■ **EXCERPT TO READ**
Water ExtinguisherFire departments use lots of water to fight fires.  The majority of fires can be extinguished with water.  As one alert citizen pointed you a while back, water isn’t always the best choice for putting a fire out.

There are several different classes of fires, and each is extinguished a little differently.

Class A fires are the average combustibles that you would find in a dumpster or garbage can.  Wood, paper, cardboard and textiles are fuels that generate Class A fires.  Water is a great extinguishing agent for these fires.  Most people think we’re drowning the fire with water and starving it for oxygen.  That’s not really the case.  Water absorbs a tremendous amount of heat, especially as it turns to steam.  Normally you extinguish Class A fires with water by removing the heat and putting the fire out.

Class B fires involve flammable liquids like gasoline, diesel fuel, alcohol and molten plastics.  These fuels are liquids and flammable vapors are given off at the liquid surface.  It is these vapors that burn, not the liquid.  If I leave the surface of the liquid pool calm and placid, the surface area is the smallest it can be.  If I stir that liquid surface up, I increase the surface area, the amount of flammable vapors released, and the amount of fire.  That’s one reason you don’t pour water on stove-top cooking oil fires.  Almost all successful Class B extinguishment is accomplished by starving the fire for oxygen.  On your stove-top you cover the cooking pot with the lid and starve flames for oxygen.  We cover gasoline spills with foam to exclude oxygen and extinguishing the fire.

Class C fires involve electrical current and you must approach these fires carefully!  If you extinguish the fire while electricity is still supplied, the fire will re-ignite.  Furthermore, water will conduct electricity from the source to you (electrocution).  That’s why you disconnect power before fighting a Class C fire.  An ABC fire extinguisher helps as that powder won’t conduct electricity to you.

■ **SUPPLIED MATERIAL**
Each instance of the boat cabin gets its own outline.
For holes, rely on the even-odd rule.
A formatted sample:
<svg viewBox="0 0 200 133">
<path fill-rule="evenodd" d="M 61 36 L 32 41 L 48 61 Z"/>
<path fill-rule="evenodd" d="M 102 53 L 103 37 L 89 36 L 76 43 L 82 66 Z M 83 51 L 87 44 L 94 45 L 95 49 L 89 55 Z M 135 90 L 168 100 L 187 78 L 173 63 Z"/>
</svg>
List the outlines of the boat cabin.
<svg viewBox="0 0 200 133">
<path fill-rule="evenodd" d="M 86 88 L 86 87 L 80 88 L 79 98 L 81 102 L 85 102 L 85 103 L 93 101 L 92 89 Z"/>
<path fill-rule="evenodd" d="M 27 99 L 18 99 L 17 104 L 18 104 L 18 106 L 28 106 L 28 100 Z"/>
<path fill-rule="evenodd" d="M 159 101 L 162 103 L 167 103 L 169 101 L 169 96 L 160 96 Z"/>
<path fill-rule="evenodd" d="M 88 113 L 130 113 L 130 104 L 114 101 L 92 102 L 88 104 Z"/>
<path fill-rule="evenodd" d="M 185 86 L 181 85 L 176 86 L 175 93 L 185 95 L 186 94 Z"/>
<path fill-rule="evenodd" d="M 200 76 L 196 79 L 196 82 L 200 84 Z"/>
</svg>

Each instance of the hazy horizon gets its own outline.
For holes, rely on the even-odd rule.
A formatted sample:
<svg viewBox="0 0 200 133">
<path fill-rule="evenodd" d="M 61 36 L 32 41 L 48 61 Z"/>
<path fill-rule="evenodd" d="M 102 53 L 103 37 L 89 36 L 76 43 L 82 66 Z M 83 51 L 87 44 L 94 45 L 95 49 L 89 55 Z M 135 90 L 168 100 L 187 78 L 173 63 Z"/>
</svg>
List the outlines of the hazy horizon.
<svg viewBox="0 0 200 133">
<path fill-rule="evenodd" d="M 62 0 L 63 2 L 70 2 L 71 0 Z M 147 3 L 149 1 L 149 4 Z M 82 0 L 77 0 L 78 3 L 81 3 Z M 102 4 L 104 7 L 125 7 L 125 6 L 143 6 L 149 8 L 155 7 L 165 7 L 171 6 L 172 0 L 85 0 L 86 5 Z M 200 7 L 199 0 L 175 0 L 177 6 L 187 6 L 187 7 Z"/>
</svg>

■ **PROBLEM TO WORK ON**
Duplicate the passage on fire classes in full, word for word.

■ **CORRECT OUTPUT**
Water ExtinguisherFire departments use lots of water to fight fires.  The majority of fires can be extinguished with water.  As one alert citizen pointed you a while back, water isn’t always the best choice for putting a fire out.

There are several different classes of fires, and each is extinguished a little differently.

Class A fires are the average combustibles that you would find in a dumpster or garbage can.  Wood, paper, cardboard and textiles are fuels that generate Class A fires.  Water is a great extinguishing agent for these fires.  Most people think we’re drowning the fire with water and starving it for oxygen.  That’s not really the case.  Water absorbs a tremendous amount of heat, especially as it turns to steam.  Normally you extinguish Class A fires with water by removing the heat and putting the fire out.

Class B fires involve flammable liquids like gasoline, diesel fuel, alcohol and molten plastics.  These fuels are liquids and flammable vapors are given off at the liquid surface.  It is these vapors that burn, not the liquid.  If I leave the surface of the liquid pool calm and placid, the surface area is the smallest it can be.  If I stir that liquid surface up, I increase the surface area, the amount of flammable vapors released, and the amount of fire.  That’s one reason you don’t pour water on stove-top cooking oil fires.  Almost all successful Class B extinguishment is accomplished by starving the fire for oxygen.  On your stove-top you cover the cooking pot with the lid and starve flames for oxygen.  We cover gasoline spills with foam to exclude oxygen and extinguishing the fire.

Class C fires involve electrical current and you must approach these fires carefully!  If you extinguish the fire while electricity is still supplied, the fire will re-ignite.  Furthermore, water will conduct electricity from the source to you (electrocution).  That’s why you disconnect power before fighting a Class C fire.  An ABC fire extinguisher helps as that powder won’t conduct electricity to you.